#### [TEXT SECTION]
Updated: Jan 4, 2022

AI-enabled chatbots are taking on the roles of tutor, college adviser and school administration assistant.



The chatbot revolution isn’t coming — it’s already here. It’s been five years since an AI-enabled chatbot called Jill Watson fooled many students in an artificial intelligence class at Georgia Tech into thinking they’d been interacting with a human teaching assistant all semester. Considered the world’s first intelligent chatbot and powered by IBM Watson technology, Jill Watson took between 1,000 to 1,500 hours to build.


Today, more educational institutions have embraced chatbots, the engaging tech tool commonly used by many businesses to provide cost-efficient customer support. Wherever it’s been deployed, conversational AI powered by natural language processing and machine learning allows schools to better connect with students and saves teachers and staff time on repetitive tasks.


Chatbot Serves as Virtual College Adviser


Colleges have had success with chatbots for a few years, but high school students can now benefit from the first nationally accessible (and free) AI college adviser chatbot, Oli. The tool is the result of a partnership between Common App and Mainstay (formerly AdmitHub). Oli stands ready to help students around the clock with a wide range of tasks, such as selecting the right school, completing college and scholarship applications and understanding financial aid forms. It responds to questions via text and also sends users deadline reminders, updates and resources several times a week. When extra help is required, Oli connects students with a trained college adviser from College Advising Corps.

#### [DATA UNDER STUDY]

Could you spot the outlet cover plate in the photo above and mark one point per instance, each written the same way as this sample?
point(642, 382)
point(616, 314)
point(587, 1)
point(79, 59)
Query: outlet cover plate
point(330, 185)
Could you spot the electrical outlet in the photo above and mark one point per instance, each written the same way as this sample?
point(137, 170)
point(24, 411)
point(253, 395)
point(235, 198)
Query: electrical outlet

#### [REQUIREMENT]
Write out the stretch of the chatbot text from "Today, more educational" through "on repetitive tasks.", swapping "customer support" for "client service". This data was drawn from a different source than the text.

#### [RESULT OF THIS TASK]
Today, more educational institutions have embraced chatbots, the engaging tech tool commonly used by many businesses to provide cost-efficient client service. Wherever it’s been deployed, conversational AI powered by natural language processing and machine learning allows schools to better connect with students and saves teachers and staff time on repetitive tasks.